Au bonheur des riches

Le projet de loi de finances pour 2010 favorise les entreprises et les hauts revenus, et délaisse la protection sociale.

Thierry Brun  • 8 octobre 2009 abonné·es
Au bonheur des riches

En présentant un « budget de sortie de crise » pour 2010, le Premier ministre François Fillon parie sur un « choc de compétitivité » et un transfert massif de la fiscalité vers les entreprises et les marchés financiers qui sont à l’origine de ladite crise. Cette orientation néglige l’emploi et le pouvoir d’achat, parents pauvres du budget, alors que le privé a enregistré 580 000 destructions d’emplois cette année et que le gouvernement table sur la disparition de 190 000 autres en 2010, mouvement auquel il participera en supprimant près de 34 000 postes de fonctionnaires l’année prochaine.

◆ **Consigne**:
Poursuivez l'article sur le projet de budget pour 2010 en reprenant juste après sa dernière phrase.

◆ **Données fournies**:

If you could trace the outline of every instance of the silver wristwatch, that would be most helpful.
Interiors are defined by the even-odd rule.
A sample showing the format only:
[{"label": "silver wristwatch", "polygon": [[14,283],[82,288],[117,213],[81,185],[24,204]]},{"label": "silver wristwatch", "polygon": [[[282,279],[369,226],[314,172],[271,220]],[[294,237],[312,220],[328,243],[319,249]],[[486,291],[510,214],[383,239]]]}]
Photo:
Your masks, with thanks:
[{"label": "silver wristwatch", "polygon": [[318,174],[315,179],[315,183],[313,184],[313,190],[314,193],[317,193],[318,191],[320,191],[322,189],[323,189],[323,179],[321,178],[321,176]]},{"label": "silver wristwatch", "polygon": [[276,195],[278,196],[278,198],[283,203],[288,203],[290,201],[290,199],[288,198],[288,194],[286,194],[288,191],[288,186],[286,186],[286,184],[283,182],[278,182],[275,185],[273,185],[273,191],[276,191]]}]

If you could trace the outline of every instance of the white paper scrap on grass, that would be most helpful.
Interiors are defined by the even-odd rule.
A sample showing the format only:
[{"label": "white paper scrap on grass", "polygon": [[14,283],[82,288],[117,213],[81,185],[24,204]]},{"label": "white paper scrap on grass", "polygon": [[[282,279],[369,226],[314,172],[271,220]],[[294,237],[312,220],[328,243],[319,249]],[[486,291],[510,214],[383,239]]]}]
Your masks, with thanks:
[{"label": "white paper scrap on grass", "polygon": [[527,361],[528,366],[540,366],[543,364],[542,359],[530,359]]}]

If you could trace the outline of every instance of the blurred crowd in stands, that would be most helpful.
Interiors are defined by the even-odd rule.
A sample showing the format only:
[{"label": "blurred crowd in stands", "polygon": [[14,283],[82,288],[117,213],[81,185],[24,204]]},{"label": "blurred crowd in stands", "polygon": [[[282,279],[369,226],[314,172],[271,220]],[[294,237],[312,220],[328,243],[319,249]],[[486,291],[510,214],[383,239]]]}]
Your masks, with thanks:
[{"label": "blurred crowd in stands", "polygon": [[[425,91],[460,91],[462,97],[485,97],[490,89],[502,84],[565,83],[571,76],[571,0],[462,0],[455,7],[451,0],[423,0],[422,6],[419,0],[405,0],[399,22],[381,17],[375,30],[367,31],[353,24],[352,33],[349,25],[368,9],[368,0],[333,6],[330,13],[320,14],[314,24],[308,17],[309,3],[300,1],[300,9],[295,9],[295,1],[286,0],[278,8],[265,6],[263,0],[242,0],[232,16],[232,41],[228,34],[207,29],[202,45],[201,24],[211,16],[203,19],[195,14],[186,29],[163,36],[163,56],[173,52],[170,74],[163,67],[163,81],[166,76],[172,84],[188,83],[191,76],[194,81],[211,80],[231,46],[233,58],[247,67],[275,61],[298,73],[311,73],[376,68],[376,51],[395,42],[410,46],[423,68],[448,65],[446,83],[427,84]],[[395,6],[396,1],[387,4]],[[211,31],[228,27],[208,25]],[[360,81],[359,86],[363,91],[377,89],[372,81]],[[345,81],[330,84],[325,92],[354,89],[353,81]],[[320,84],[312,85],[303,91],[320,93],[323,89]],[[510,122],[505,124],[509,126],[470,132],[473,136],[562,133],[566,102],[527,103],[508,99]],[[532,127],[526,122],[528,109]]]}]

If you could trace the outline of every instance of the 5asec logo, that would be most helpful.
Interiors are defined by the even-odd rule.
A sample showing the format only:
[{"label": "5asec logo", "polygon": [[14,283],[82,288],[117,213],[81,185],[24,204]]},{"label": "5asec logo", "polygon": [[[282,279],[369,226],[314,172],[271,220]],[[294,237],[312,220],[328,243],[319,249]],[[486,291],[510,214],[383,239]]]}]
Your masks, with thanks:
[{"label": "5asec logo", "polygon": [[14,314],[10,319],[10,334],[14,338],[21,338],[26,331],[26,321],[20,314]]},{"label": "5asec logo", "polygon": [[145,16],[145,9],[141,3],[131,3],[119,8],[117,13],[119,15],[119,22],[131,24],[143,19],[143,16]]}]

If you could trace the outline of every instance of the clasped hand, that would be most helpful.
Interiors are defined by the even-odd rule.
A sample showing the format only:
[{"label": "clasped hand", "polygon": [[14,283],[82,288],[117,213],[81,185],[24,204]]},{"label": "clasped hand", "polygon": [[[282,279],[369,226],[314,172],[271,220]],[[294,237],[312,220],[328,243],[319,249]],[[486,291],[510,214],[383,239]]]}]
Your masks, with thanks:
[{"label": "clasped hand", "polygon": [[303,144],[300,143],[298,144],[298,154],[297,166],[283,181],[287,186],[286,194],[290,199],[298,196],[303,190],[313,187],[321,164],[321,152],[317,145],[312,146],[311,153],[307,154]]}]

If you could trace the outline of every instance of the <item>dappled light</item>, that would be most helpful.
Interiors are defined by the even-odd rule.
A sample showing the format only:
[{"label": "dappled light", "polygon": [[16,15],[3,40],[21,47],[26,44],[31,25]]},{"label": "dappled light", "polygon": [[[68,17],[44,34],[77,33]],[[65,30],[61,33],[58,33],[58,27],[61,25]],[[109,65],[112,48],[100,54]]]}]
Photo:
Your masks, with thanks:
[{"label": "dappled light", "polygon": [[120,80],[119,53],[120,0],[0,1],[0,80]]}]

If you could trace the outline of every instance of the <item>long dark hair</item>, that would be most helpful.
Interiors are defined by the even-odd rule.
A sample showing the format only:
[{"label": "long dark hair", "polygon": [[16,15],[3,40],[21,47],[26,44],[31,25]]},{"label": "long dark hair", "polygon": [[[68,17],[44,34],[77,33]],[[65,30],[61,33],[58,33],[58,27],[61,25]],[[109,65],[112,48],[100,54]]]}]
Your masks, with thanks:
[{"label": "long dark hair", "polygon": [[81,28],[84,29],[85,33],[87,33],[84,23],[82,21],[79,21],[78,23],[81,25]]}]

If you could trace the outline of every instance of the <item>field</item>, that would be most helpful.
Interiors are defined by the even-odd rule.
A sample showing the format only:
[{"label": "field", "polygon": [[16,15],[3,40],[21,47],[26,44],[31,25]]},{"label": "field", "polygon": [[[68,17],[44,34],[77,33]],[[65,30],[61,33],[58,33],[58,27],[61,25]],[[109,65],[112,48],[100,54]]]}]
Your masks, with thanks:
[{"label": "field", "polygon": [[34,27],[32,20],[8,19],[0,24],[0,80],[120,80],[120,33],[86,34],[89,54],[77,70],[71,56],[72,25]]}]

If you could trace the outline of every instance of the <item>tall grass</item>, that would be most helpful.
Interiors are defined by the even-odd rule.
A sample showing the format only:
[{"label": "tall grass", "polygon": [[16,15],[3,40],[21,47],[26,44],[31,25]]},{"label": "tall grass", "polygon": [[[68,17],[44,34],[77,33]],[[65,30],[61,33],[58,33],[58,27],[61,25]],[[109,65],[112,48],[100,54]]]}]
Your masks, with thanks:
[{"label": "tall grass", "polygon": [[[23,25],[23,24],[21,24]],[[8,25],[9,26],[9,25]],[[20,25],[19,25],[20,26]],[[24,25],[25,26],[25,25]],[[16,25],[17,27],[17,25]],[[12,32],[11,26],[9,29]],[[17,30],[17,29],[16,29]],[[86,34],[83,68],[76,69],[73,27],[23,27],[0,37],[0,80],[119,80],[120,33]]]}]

◆ **Zone de réponse**:
Même dans la tourmente d’une crise qui n’est pas terminée, le projet de loi de finances pour 2010, qui sera examiné à partir du 19 octobre à l’Assemblée nationale, maintient le cap libéral des baisses d’impôts ciblées, et la promesse de réduire le déficit record de l’État, de 141 milliards d’euros en 2009 à 116 milliards (8,5 % du PIB) en 2010. Augmenter les impôts est une « voie sans issue », affirme-t-on au gouvernement alors qu’une part importante du déficit est due à ce choix. Il a ainsi nourri la dette et lui donne désormais un caractère explosif en cas de remontée des taux d’intérêt. Éric Woerth, ministre du Budget, a de plus expliqué que la « logique » du Pacte européen de stabilité est maintenue « avec une politique budgétaire permettant de réduire progressivement le déficit public tout en soutenant la croissance ». Certes, la limite de 3 % de déficit fixée par Bruxelles ne sera pas respectée, mais le gouvernement prévoit cependant de le ramener à 5 % en 2013, si la croissance est au rendez-vous.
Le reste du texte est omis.